»»

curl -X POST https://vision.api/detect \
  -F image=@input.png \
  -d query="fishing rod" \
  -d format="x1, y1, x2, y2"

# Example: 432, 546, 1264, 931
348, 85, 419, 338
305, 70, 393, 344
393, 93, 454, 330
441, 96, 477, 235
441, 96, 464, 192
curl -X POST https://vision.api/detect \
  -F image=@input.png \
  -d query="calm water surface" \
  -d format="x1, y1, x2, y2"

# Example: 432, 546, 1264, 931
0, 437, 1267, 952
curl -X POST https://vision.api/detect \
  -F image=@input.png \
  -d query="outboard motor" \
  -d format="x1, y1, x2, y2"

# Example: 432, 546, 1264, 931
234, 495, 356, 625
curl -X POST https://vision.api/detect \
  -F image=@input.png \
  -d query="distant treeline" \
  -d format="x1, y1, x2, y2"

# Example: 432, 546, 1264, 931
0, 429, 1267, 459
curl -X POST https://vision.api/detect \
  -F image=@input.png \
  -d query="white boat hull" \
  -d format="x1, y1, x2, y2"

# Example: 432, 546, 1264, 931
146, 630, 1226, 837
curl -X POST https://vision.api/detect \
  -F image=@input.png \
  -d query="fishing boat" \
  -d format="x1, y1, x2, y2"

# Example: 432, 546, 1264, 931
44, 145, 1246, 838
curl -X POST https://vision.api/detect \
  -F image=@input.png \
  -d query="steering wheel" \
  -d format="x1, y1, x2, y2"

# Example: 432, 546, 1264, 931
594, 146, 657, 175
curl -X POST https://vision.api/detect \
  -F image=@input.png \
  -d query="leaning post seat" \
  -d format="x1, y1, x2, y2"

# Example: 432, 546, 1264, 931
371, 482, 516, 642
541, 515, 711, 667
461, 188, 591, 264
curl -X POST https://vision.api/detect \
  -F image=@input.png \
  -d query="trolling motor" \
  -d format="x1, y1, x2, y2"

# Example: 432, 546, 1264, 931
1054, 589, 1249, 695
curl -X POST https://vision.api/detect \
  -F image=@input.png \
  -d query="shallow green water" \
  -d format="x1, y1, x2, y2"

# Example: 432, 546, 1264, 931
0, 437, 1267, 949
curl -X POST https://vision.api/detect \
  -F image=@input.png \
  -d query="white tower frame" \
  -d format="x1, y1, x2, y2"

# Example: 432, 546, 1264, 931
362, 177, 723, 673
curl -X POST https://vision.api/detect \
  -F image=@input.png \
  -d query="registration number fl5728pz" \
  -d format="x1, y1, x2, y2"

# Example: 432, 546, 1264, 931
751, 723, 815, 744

««

● **TASK REQUIREMENTS**
Could you return all of the material above, reproduced line for line without a single change?

● **RESULT FOR THIS TASK**
curl -X POST https://vision.api/detect \
  -F image=@input.png \
  -d query="fishing rod" \
  -d format="x1, y1, x2, y2"

# Example: 432, 546, 1264, 931
348, 85, 419, 338
305, 70, 393, 344
393, 93, 454, 330
441, 96, 477, 235
441, 96, 464, 192
curl -X POST https://vision.api/detect \
  -F image=@input.png \
  -d query="calm water surface" \
  -d format="x1, y1, x2, y2"

# Example: 432, 546, 1264, 931
0, 437, 1267, 952
curl -X POST https://vision.api/detect \
  -F image=@input.png \
  -d query="outboard motor" \
  -d format="x1, y1, x2, y2"

# Example: 432, 546, 1264, 931
234, 495, 356, 625
curl -X POST https://vision.api/detect \
  -F image=@input.png \
  -d query="distant treeline" \
  -d format="x1, y1, x2, y2"

# Example: 432, 546, 1264, 931
0, 429, 1267, 459
curl -X POST https://vision.api/detect \
  -F image=@input.png \
  -d query="white boat hull" \
  -d format="x1, y1, x2, y2"

# Example: 432, 546, 1264, 931
146, 630, 1226, 837
curl -X POST https://vision.api/detect \
  -F image=@input.png \
  -d query="fishing boat" \
  -d format="x1, y1, x2, y2"

# Example: 432, 546, 1264, 931
44, 145, 1246, 838
curl -X POST https://vision.api/detect \
  -F image=@input.png \
  -d query="steering wheel" \
  -d format="x1, y1, x2, y2"

# Example: 432, 546, 1264, 931
594, 146, 657, 175
curl -X POST https://vision.api/detect \
  -F image=@input.png \
  -d query="leaning post seat" \
  -d format="x1, y1, x2, y2"

# Example: 432, 546, 1264, 931
371, 482, 516, 642
541, 515, 711, 667
461, 188, 591, 264
curl -X POST https://vision.api/detect \
  -F image=@input.png \
  -d query="trolling motor" \
  -d format="x1, y1, x2, y2"

# Example: 432, 546, 1264, 931
1054, 589, 1249, 695
curl -X POST https://vision.api/detect \
  -F image=@input.png \
  -d query="shallow green water" \
  -d format="x1, y1, x2, y2"

# Example: 432, 546, 1264, 931
0, 437, 1267, 949
curl -X POST https://vision.api/detect \
  -F image=@input.png \
  -d query="white tower frame" \
  -d format="x1, y1, x2, y2"

# Example: 432, 546, 1264, 931
362, 177, 723, 673
curl -X POST https://vision.api/detect \
  -F image=@input.png \
  -d query="registration number fl5728pz" \
  -d format="x1, y1, x2, y2"

# Example: 432, 546, 1264, 931
751, 723, 815, 744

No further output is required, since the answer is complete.